Aim: Please quote the material exactly, every line of it.

─── Material provided

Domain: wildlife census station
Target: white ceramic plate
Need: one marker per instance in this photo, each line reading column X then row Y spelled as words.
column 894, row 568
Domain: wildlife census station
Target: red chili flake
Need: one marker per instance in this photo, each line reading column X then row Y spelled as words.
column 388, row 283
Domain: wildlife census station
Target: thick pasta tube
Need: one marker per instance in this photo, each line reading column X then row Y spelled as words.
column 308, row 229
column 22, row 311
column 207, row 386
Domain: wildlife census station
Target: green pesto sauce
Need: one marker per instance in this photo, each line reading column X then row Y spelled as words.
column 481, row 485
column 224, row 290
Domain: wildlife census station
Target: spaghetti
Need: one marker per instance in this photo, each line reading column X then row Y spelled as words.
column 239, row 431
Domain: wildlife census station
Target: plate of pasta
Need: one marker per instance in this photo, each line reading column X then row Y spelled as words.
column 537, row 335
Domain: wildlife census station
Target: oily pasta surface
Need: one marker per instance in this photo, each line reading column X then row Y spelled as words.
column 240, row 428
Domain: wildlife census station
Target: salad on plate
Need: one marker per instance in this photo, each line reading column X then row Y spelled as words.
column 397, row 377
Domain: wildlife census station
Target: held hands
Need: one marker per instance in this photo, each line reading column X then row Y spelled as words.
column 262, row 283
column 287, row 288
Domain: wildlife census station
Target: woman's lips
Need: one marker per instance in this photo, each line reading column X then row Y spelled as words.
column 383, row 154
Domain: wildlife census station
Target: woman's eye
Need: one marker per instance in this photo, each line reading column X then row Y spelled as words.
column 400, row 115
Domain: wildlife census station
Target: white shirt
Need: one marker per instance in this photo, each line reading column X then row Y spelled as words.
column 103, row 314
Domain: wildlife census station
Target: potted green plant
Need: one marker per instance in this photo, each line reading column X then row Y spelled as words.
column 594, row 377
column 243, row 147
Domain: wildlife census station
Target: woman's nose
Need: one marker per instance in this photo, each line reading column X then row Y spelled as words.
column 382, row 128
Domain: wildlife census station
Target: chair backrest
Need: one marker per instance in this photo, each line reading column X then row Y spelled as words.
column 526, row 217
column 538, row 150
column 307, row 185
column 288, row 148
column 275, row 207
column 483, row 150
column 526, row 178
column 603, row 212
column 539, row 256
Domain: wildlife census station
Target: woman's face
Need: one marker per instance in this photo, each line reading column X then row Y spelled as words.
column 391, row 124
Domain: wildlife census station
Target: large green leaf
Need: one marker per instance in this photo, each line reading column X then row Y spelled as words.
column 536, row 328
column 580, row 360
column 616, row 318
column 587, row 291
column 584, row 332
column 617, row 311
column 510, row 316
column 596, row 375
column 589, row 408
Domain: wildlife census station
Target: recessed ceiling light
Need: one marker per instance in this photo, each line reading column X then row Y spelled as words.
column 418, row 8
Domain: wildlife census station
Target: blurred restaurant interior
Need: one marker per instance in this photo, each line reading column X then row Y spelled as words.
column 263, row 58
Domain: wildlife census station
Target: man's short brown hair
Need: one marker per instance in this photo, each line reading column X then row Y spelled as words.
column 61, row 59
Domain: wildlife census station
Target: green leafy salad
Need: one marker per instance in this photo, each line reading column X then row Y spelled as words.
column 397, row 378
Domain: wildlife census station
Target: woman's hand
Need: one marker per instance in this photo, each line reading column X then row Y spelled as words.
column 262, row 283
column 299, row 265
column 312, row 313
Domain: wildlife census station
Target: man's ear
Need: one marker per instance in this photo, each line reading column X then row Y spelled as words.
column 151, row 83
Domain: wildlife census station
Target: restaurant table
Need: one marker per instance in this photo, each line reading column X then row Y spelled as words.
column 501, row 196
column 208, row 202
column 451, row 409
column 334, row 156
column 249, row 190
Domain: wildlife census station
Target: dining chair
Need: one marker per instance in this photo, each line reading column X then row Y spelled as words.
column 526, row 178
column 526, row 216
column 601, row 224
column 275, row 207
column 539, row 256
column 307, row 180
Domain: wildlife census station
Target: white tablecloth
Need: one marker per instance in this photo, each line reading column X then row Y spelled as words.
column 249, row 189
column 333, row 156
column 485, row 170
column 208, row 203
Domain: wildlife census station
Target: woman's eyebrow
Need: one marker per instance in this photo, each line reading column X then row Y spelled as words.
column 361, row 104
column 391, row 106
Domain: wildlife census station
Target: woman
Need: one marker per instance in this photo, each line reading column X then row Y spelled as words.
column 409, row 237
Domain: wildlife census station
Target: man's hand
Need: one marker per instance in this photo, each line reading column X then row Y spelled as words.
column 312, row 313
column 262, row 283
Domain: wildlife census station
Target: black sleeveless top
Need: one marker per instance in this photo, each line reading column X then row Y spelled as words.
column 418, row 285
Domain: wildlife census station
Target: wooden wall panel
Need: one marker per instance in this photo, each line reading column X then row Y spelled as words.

──────

Result of the task:
Domain: wildlife census station
Target: white ceramic plate
Need: one marker per instance in this photo, each line reading column X then row Y spelled as words.
column 894, row 568
Domain: wildlife census station
Target: red chili flake
Need: one marker per instance in this photo, each line reading column X then row Y spelled as words.
column 388, row 283
Domain: wildlife census station
Target: thick pasta tube
Need: one marker per instance in this photo, each line reading column X then row Y spelled as words.
column 308, row 229
column 22, row 311
column 207, row 386
Domain: wildlife census station
Target: green pesto sauce
Need: one marker per instance in this photo, each line reading column X then row Y spelled as words.
column 481, row 485
column 224, row 290
Domain: wildlife census station
Target: spaghetti
Need: one marker per instance in this photo, each line reading column X then row Y spelled as words.
column 239, row 431
Domain: wildlife census station
Target: plate of pasta
Need: one marker per instance in this photo, each line reading column X then row Y spelled as words.
column 537, row 335
Domain: wildlife census station
Target: oily pasta surface
Need: one marker per instance in this photo, each line reading column X then row Y spelled as words.
column 240, row 428
Domain: wildlife census station
Target: salad on plate
Need: one marker per instance in this photo, each line reading column X then row Y spelled as words.
column 397, row 377
Domain: wildlife census station
Target: held hands
Need: one marker per instance in this photo, each line reading column X then row Y spelled as words.
column 262, row 283
column 287, row 288
Domain: wildlife census station
Target: woman's lips
Need: one marker per instance in this photo, each line reading column X then row Y spelled as words.
column 383, row 154
Domain: wildlife census station
Target: woman's eye
Need: one marker per instance in this photo, each line reading column X then row Y spelled as words.
column 400, row 115
Domain: wildlife census station
Target: white shirt
Need: one marker per instance in this photo, each line reading column X then row Y spelled as words.
column 103, row 314
Domain: wildlife census station
Target: potted green plant
Need: one marker per instance in this photo, each line reading column X then row Y spelled as words.
column 594, row 377
column 243, row 147
Domain: wildlife census station
Target: woman's nose
Need: one marker per instance in this photo, each line reading column X then row Y spelled as words.
column 382, row 128
Domain: wildlife census station
Target: chair backrest
Need: one marker per instance in this photo, each line reading column X then row Y spelled as words.
column 526, row 217
column 538, row 150
column 307, row 185
column 288, row 148
column 275, row 207
column 483, row 150
column 526, row 178
column 603, row 212
column 539, row 256
Domain: wildlife census station
Target: woman's face
Need: one marker per instance in this photo, each line reading column X then row Y spelled as words.
column 391, row 124
Domain: wildlife census station
Target: large green leaf
Need: one marker per instance in this photo, each line reading column X then row Y spelled as words.
column 536, row 328
column 580, row 360
column 616, row 318
column 587, row 291
column 584, row 332
column 617, row 311
column 510, row 316
column 596, row 375
column 589, row 408
Domain: wildlife census station
Target: recessed ceiling light
Need: one marker per instance in this photo, each line reading column X then row Y spelled as words.
column 418, row 8
Domain: wildlife census station
Target: blurred restaurant interior
Need: one marker per instance in this photo, each line reading column X then row Y spelled as words.
column 263, row 58
Domain: wildlife census station
Target: man's short brown hair
Need: one marker per instance in this photo, each line reading column X then row Y spelled as words.
column 61, row 59
Domain: wildlife census station
Target: green leafy salad
Need: one marker per instance in this photo, each line reading column X then row Y spelled as words.
column 397, row 378
Domain: wildlife census station
Target: woman's hand
Need: one marker per instance in this photo, each line reading column X then row Y spelled as words.
column 262, row 283
column 299, row 265
column 312, row 313
Domain: wildlife census station
Target: man's ear
Need: one marker per instance in this photo, each line reading column X then row Y spelled as words.
column 151, row 83
Domain: wildlife census station
Target: restaurant table
Need: one marker per instance in this photo, each line reading column X then row Y spelled as words.
column 501, row 196
column 208, row 202
column 451, row 409
column 334, row 156
column 249, row 190
Domain: wildlife census station
Target: dining chair
Need: one marker per instance in this photo, each line reading column X then row Y spelled as words.
column 526, row 178
column 526, row 216
column 601, row 224
column 275, row 207
column 539, row 256
column 307, row 180
Domain: wildlife census station
Target: white tablecloth
Need: one marker per instance in this photo, each line reading column X then row Y spelled as words.
column 249, row 189
column 333, row 156
column 485, row 170
column 208, row 203
Domain: wildlife census station
Target: woman's eyebrow
Need: one marker per instance in this photo, each line reading column X then row Y spelled as words.
column 361, row 104
column 391, row 106
Domain: wildlife census station
Target: woman
Need: one marker per instance in this photo, each line reading column X then row Y spelled as words.
column 409, row 237
Domain: wildlife census station
Target: man's hand
Need: one marker per instance in this photo, each line reading column X then row Y spelled as words.
column 312, row 313
column 262, row 283
Domain: wildlife census station
Target: black sleeveless top
Need: one marker per instance in this photo, each line reading column X then row Y spelled as words.
column 418, row 285
Domain: wildlife census station
Target: wooden wall panel
Need: one marker per instance in this photo, each line reading column X then row Y spelled as words.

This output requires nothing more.